- **Job**:
Copy the lines below, swapping every "place a point" for "put a mark" and changing nothing else. Leave the pictures out.

>>>

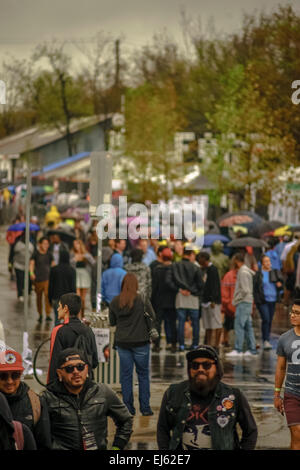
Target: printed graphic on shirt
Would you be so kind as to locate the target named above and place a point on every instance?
(196, 433)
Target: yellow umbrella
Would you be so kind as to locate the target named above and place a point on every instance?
(240, 228)
(281, 231)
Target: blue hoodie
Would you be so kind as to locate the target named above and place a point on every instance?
(112, 278)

<<<

- **Response for this exercise**:
Target: printed graphic on shirt
Would you be so kind as to locate the target named above and put a mark on every instance?
(196, 433)
Target: yellow umbrella
Would you be so kind as to locate the target named above and put a mark on every instance?
(240, 228)
(281, 231)
Target: blue hoodie
Would you be so kind as to locate the target named above and put a mark on every instance?
(112, 278)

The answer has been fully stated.